= YOUR TASK =
Retype every one of the rows below word for word, omitting the pictures.

(Stored dataset items)

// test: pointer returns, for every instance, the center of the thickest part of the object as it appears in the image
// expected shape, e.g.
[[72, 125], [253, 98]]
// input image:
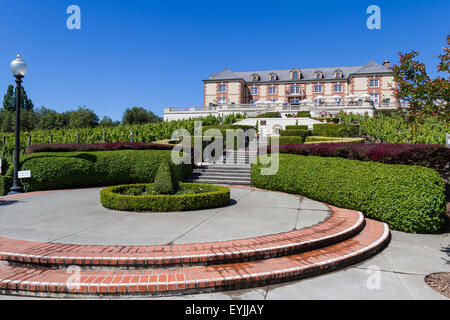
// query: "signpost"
[[24, 174]]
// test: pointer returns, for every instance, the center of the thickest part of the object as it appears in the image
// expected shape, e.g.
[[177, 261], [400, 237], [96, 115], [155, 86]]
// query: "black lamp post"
[[19, 69]]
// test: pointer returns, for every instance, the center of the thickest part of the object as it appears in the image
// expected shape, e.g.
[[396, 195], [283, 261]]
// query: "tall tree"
[[424, 95]]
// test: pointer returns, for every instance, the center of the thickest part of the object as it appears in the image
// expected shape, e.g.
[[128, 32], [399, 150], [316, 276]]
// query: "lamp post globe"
[[19, 69]]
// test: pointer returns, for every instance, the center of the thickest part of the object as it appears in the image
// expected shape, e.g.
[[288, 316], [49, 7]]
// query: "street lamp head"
[[18, 67]]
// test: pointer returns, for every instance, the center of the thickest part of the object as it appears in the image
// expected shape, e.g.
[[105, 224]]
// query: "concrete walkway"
[[396, 273]]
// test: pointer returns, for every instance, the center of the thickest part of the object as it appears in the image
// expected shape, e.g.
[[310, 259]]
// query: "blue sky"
[[154, 54]]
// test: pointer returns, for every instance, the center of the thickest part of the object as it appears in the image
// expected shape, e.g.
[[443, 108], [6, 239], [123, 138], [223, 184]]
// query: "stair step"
[[163, 281]]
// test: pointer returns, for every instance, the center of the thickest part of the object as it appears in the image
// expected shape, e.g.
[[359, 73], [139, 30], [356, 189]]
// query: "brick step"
[[342, 225], [236, 182], [185, 280]]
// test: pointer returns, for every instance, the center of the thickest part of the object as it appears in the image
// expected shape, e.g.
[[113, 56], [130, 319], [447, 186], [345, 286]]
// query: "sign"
[[24, 174]]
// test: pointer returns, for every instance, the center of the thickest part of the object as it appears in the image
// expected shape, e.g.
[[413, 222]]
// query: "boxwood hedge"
[[214, 196], [408, 198], [335, 130], [62, 170]]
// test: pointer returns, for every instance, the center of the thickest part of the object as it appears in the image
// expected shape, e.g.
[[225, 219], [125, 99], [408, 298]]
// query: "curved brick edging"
[[23, 280], [342, 225]]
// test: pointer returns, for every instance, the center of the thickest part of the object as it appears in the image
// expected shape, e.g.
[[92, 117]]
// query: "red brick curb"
[[23, 280], [342, 225]]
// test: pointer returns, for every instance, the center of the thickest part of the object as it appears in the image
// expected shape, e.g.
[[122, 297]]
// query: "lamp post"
[[19, 69]]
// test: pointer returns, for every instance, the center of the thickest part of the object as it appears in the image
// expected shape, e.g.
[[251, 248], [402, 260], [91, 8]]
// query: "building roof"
[[307, 73]]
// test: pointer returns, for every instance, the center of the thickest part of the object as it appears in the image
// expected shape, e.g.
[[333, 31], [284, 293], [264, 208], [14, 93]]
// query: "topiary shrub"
[[303, 114], [63, 170], [408, 198], [165, 181], [198, 196], [335, 130]]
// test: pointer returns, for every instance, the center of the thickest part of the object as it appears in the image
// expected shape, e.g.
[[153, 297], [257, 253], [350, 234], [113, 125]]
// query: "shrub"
[[289, 140], [303, 114], [210, 197], [297, 127], [335, 130], [270, 115], [436, 157], [293, 133], [110, 146], [165, 181], [408, 198], [5, 185], [90, 169]]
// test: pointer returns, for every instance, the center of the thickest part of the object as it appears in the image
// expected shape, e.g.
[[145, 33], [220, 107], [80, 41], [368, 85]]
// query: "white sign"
[[24, 174]]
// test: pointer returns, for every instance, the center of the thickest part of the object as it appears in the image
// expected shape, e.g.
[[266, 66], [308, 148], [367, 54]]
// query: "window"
[[375, 97], [272, 90], [374, 83]]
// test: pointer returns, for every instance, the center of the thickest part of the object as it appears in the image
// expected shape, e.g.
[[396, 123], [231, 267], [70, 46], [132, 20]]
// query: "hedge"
[[303, 114], [293, 133], [316, 139], [215, 196], [297, 127], [289, 140], [58, 170], [335, 130], [408, 198], [5, 185], [436, 157], [110, 146]]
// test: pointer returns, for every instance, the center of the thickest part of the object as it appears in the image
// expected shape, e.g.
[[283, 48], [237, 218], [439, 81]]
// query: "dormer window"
[[318, 75], [273, 77], [255, 77], [295, 74]]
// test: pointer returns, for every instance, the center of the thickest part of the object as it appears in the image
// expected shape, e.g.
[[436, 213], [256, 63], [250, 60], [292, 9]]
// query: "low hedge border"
[[335, 130], [217, 196], [64, 170], [408, 198]]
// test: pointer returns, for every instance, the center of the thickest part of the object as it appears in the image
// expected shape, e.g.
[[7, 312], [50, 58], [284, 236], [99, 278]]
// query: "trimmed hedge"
[[408, 198], [303, 114], [91, 169], [293, 133], [316, 140], [335, 130], [110, 146], [289, 140], [5, 185], [436, 157], [215, 196], [297, 127]]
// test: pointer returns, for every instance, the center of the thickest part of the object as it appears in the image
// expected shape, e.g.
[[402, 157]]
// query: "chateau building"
[[292, 86]]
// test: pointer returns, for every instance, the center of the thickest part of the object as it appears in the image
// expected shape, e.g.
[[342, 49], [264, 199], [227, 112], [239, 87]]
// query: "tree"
[[138, 115], [425, 96], [83, 118]]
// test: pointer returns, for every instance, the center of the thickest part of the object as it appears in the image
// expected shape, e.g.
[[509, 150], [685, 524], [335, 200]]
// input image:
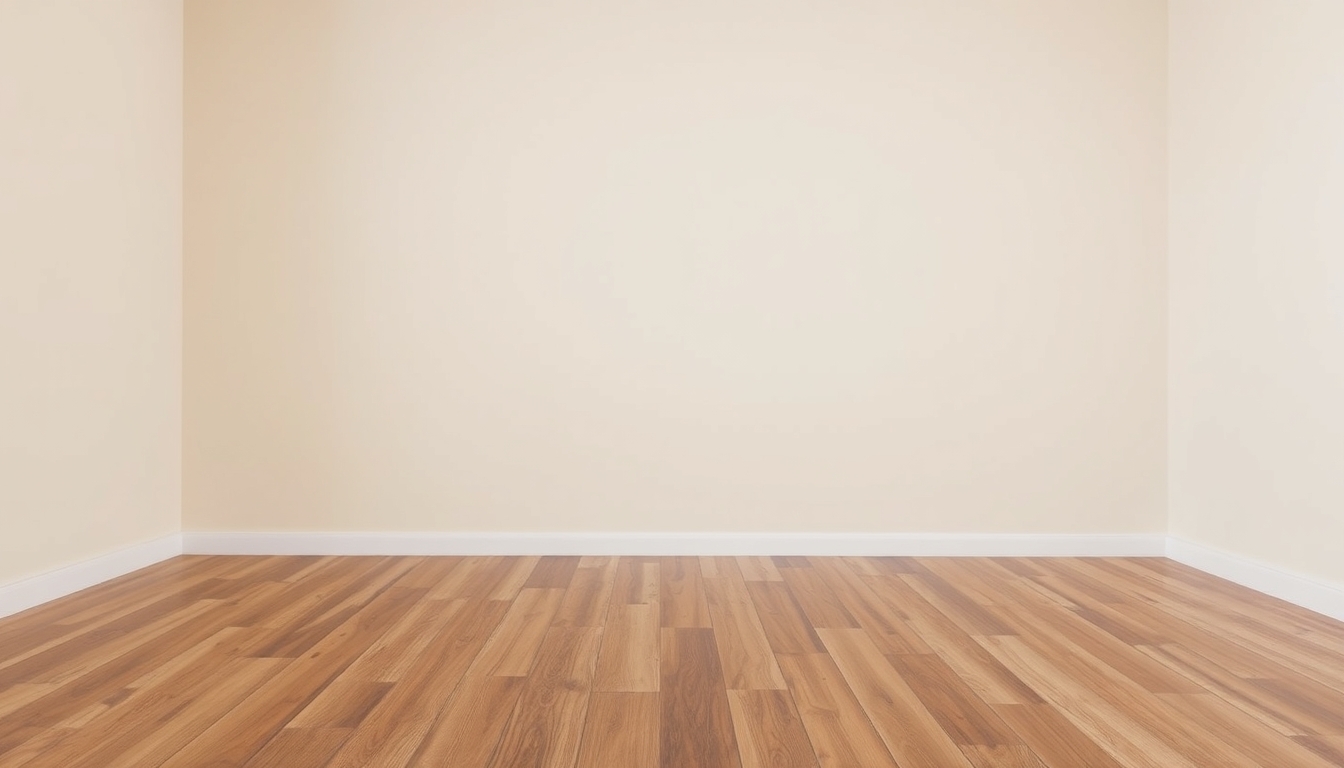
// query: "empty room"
[[672, 384]]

= RESULT =
// test: pointer returns, for every instance, the center of the thickest part of the object as it appears in the image
// expected shape, e.g.
[[72, 125], [253, 98]]
// input image:
// query: "signpost"
[[24, 174]]
// test: pointer returns, for every instance, the center of the thickest part of the object as it appears in the image
// expected shape, e.g.
[[177, 261], [400, 237], [96, 115], [155, 86]]
// query: "black lamp post"
[[19, 69]]
// test: pointer returns, for every instance, the center of the thickest part of the object as it appears in the image
// expected shape, e.g.
[[396, 195], [283, 261]]
// query: "tall tree"
[[424, 95]]
// test: pointer returns, for every instance, the center of the thickest part of the object as it appears in the image
// expected shape, e.g.
[[128, 32], [399, 150], [316, 276]]
// query: "lamp post globe"
[[19, 69]]
// test: pointer returns, for every instance, the center of the thickest part of the object as it appears in the image
// expected shape, e.g.
[[288, 316], [49, 7]]
// query: "street lamp head"
[[18, 67]]
// test: pointer returns, for every instance, the center of the thickest part of the object as it appears in the image
// expected shape, e.g.
[[105, 224]]
// query: "concrete walkway"
[[396, 273]]
// test: pointer returns, for every instance, the center of the thickest part of the object as it appears in the image
// expected shape, e.g.
[[310, 259]]
// query: "blue sky"
[[154, 54]]
// test: pointer returns, for every instance, the center of the thickest part of the object as it appears in the image
// expected shape, e.g.
[[443, 108], [6, 239], [123, 138], [223, 184]]
// query: "stair step"
[[163, 281]]
// test: pointer returns, for every instance, the center of the thickest part of the object as it appears in the image
// expected shape, e.g.
[[359, 73], [139, 30], [356, 189]]
// query: "brick step"
[[342, 225], [236, 182], [185, 280]]
// test: pointer returns, for every instance, the center of the thickest part of the object as it appears in the image
// expected shape, e.g.
[[113, 56], [130, 319], [447, 186], [345, 286]]
// query: "sign"
[[24, 174]]
// test: pointer returns, for every instance, the center of the thickest part of the object as it appears in the image
// expected shape, e.g.
[[413, 222]]
// query: "boxwood hedge"
[[214, 196], [408, 198], [335, 130], [62, 170]]
// test: pointer returns, for every instance, the center of the thickest part of the object as it appears in the image
// expected shape, e.g.
[[225, 219], [125, 99], [408, 298]]
// query: "curved brick edging"
[[23, 280], [342, 225]]
// test: pointer returns, for every instance, the center of the thickest part of the object as it appears in the image
// expected shape, e.g.
[[92, 117]]
// query: "red brick curb"
[[23, 280], [342, 225]]
// test: pointer returns, for every instance, the center of the thickest part of the object as it appears in the image
// expected shape, e.g.
[[122, 297]]
// query: "lamp post"
[[19, 69]]
// test: pointer returns, for every instance, the center of the thickest part of the object as it appears in the image
// expected shape, e.g.
[[251, 248], [402, 260], [91, 8]]
// query: "building roof"
[[307, 73]]
// test: pointer returns, for every instance, the center of the thickest part of the object as it appears in the image
// expected shape, e.g.
[[333, 31], [284, 293], [264, 208], [14, 93]]
// query: "topiary shrub"
[[303, 114], [63, 170], [408, 198], [165, 181], [198, 196], [335, 130]]
// test: pointer returns, for every instance, the center of the thickest part of the object as it appears in the image
// expected shape, e.g.
[[153, 297], [257, 253], [350, 234], [113, 125]]
// query: "shrub"
[[289, 140], [303, 114], [210, 197], [297, 127], [335, 130], [270, 115], [436, 157], [293, 133], [110, 146], [165, 181], [408, 198], [5, 185], [90, 169]]
// test: pointer returns, for every instance, the center of the thickest part of the object as it appears in the image
// expected shape, e.g.
[[145, 33], [220, 107], [80, 41], [368, 85]]
// query: "white sign"
[[24, 174]]
// test: pointer returns, for every instance, the center of the thickest part of the object as it appears in the image
// expected shape, e.g.
[[266, 66], [308, 148], [367, 54]]
// query: "window"
[[375, 97], [272, 90], [374, 83]]
// test: pointer returns, for every instance, the center of the thickest part of the object as it appears in the image
// expected shape, e.g.
[[396, 123], [231, 267], [70, 46], [132, 20]]
// query: "hedge"
[[303, 114], [293, 133], [316, 139], [215, 196], [297, 127], [289, 140], [58, 170], [335, 130], [408, 198], [5, 185], [436, 157], [110, 146]]
// test: pointer returns, for every instance, the center of the thickest part of the object as it appears in the image
// expected shape, e.g.
[[283, 48], [237, 218], [439, 81]]
// query: "dormer window"
[[318, 75], [273, 77], [255, 77], [295, 74]]
// test: pointer returns, for every instance, the center of the thickest part of the object as it appears in the image
// expected shape, e.g.
[[436, 213], [256, 63], [250, 60], [292, 9]]
// query: "low hedge border"
[[335, 130], [217, 196], [64, 170], [408, 198]]
// test: pointer returns, for every instance, the center of the thickest part of the object as it appears in the image
// expected shape, e.g.
[[7, 312], [50, 58], [284, 236], [99, 278]]
// query: "trimmed hedge"
[[408, 198], [303, 114], [91, 169], [293, 133], [316, 140], [335, 130], [110, 146], [289, 140], [5, 185], [436, 157], [215, 196], [297, 127]]
// test: pointer returns, for every instance, the center of the thickest part of the object as it appears in the image
// expected shape, e.g.
[[402, 157]]
// query: "chateau building"
[[292, 86]]
// test: pointer returns, for every instance, the center of the thickest part of the object as it appears in the image
// expected shape, e.g.
[[342, 49], [264, 199], [227, 112], [239, 87]]
// query: "tree"
[[138, 115], [425, 96], [83, 118]]
// test: pointer returns, for every instance, the center of the thickest part of the object as it appears in the image
// expected shape, e.g.
[[509, 150], [685, 524], [335, 200]]
// input image:
// query: "empty room"
[[672, 384]]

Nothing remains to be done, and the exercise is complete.